» **Assigned task**
No pictures belong in the copy. Retype exactly, and only, the stretch of lines below from the one with "Give the picture shown below" through the one with "Give the picture shown above".
Content starts
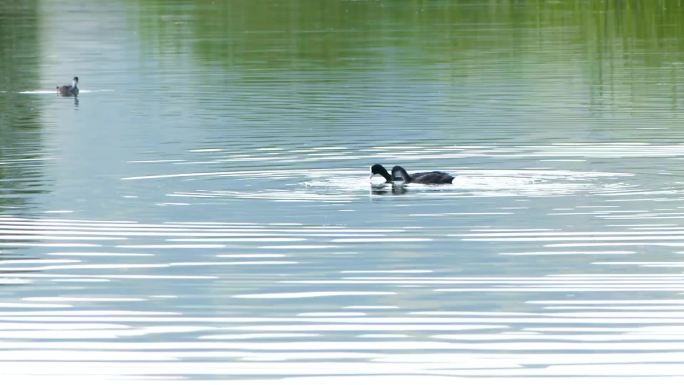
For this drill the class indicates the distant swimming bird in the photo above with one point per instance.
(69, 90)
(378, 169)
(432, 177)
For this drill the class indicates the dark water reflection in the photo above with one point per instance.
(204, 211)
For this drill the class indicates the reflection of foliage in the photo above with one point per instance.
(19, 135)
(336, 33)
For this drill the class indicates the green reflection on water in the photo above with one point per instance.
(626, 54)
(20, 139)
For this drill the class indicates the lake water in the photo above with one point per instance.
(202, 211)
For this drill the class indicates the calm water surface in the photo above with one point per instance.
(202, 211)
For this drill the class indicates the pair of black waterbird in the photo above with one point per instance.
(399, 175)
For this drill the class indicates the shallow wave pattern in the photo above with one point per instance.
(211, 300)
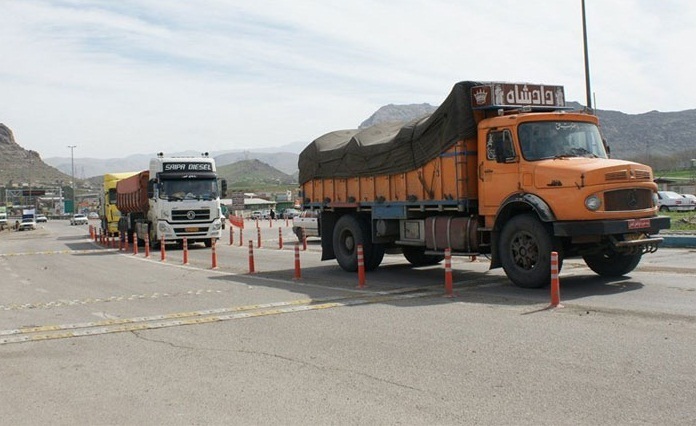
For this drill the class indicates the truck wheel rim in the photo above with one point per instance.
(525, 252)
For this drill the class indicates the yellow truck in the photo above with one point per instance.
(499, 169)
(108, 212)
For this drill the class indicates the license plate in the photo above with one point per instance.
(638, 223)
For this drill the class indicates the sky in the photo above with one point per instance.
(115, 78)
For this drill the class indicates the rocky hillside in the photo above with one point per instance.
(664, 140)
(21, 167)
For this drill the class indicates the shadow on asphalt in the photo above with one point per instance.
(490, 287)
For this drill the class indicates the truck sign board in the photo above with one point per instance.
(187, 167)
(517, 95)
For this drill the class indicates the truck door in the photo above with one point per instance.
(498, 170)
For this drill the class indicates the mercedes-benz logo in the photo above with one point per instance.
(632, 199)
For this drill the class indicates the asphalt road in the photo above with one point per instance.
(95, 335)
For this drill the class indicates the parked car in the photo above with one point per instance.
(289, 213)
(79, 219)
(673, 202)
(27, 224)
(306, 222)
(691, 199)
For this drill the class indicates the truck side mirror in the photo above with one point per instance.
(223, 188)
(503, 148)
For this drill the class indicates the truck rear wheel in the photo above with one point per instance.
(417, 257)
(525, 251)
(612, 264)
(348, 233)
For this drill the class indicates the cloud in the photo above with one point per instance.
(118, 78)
Content ends
Content starts
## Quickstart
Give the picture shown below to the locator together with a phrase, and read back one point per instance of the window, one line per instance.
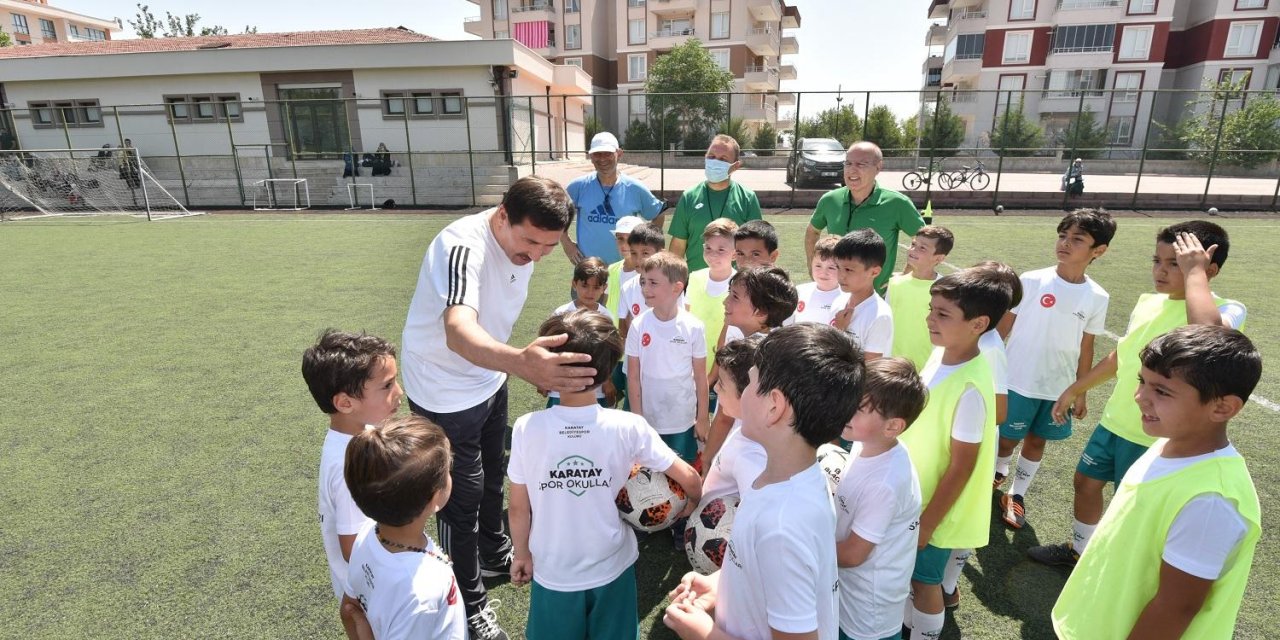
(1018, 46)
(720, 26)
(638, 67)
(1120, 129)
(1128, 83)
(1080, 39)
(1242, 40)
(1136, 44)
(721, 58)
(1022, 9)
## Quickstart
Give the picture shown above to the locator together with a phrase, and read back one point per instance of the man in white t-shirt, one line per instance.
Content ends
» **Finished task**
Give the picture shown below to the locator together with a phrase, and read back one point per instance of the window, one line per instance.
(1018, 46)
(720, 26)
(638, 67)
(1120, 129)
(1128, 83)
(1080, 39)
(1242, 40)
(1136, 44)
(721, 58)
(1022, 9)
## Quickstart
Give the picture shown above to the locator together with a phrase, and read back one point per instance of the man in white t-shirt, one line per instance.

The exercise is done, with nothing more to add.